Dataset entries
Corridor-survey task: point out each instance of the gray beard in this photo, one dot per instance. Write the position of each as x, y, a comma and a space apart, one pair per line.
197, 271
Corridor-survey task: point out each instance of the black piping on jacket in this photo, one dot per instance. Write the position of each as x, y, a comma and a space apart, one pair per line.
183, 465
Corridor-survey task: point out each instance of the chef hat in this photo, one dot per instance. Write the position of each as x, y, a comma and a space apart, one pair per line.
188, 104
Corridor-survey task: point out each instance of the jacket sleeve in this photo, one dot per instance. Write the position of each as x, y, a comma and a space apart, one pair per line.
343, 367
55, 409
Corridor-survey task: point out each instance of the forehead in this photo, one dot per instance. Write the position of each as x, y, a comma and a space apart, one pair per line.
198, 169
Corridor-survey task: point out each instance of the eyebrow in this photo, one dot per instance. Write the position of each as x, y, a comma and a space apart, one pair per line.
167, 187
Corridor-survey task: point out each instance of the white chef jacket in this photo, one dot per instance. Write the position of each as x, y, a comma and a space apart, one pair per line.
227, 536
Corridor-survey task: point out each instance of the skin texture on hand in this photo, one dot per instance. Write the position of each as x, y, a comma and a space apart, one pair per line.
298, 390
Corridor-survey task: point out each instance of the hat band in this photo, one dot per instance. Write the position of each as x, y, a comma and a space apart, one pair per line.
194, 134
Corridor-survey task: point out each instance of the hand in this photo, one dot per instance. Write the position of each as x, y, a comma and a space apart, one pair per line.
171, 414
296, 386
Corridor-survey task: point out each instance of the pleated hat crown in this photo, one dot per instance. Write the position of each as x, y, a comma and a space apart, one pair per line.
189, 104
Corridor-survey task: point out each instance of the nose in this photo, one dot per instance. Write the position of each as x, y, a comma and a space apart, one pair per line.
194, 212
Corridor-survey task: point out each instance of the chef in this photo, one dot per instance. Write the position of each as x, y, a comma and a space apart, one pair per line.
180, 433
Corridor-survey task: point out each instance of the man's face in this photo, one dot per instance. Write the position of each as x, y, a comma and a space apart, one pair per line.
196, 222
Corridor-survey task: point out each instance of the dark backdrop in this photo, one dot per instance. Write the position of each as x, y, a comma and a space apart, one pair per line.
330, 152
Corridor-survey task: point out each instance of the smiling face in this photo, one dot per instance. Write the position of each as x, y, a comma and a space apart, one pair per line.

Action item
Print the records above exactly as they appear.

Expected answer
Corridor-survey task: point out each instance of the gray beard in this photo, one dot per instance. Write the position of each as x, y, a comma and a space apart, one pair per line.
197, 271
Corridor-survey task: point out each instance of the black piping on jacket in this photo, one dot per instance. Write the position of each as x, y, a comma and a space apart, one pair per line.
183, 465
Corridor-survey task: point out each instance of the chef hat in this photo, one dot per instance. Write the position of each as x, y, a comma and a space apart, one pair per line.
188, 104
Corridor-survey task: point out each instance of the jacket sleeve in this photo, one dot per instance. Write the position of each as x, y, a comma and a space apart, one pair per line.
343, 367
55, 409
Corridor-survey task: point out each instance of the forehead in this photo, one dot per instance. Write the position of each as x, y, a comma and a space apart, one pair per line.
198, 169
Corridor-survey task: point out each instance of the eyebrow in this photo, one dot per instance. Write the position of each as x, y, a comma and a space apart, one pair per line.
167, 187
Corridor-survey task: point out each instance of the white chef jacket in this photo, one dot per instance. Write the position of each as x, y, a comma and a space apart, one pair per line.
227, 536
Corridor-survey task: point out each instance of the skin texture on hand in this photo, one dot per instance. Write the position of each as x, y, a comma and a space apart, one pair per line.
298, 390
Corridor-survey task: point out each instance of the hat band in this photo, one dot per instance. Write the position of each as x, y, a comma and a space apart, one pair per line.
194, 134
Corridor-survey task: point out each instance of the hand in this photo, one dot per instance. Write the position of each as x, y, a comma and a space apart, one pair per line.
171, 414
296, 386
Corridor-survey task: point out each instance of the pleated hat crown in this photo, one dot per instance. Write the position of each as x, y, a comma and a space apart, one pair per line.
189, 104
Corridor-survey task: point out each instance of the nose in this photo, one dot per instance. Write the position of each as x, y, a comma and a space apart, one pair per line.
194, 212
Corridor-survey task: point out each instance of the chef in this photo, one dot per instance. Write the position of each as x, y, a comma and a space apart, one pair per line.
180, 433
Corridor-survey task: point out each instance of the man's face in this photo, one dot per instance. Write the position of each as x, y, a comma and a space apart, one pair per line.
196, 222
Corridor-survey task: point out each instance of the dark backdrop in this photo, one dot per instance. Write the position of each as x, y, a comma and a space apart, one pair per line.
330, 152
Corridor-survey task: point out each instance of the smiling face in this photo, one dot per instance. Write the position of each as x, y, a comma and a space apart, one pair per line.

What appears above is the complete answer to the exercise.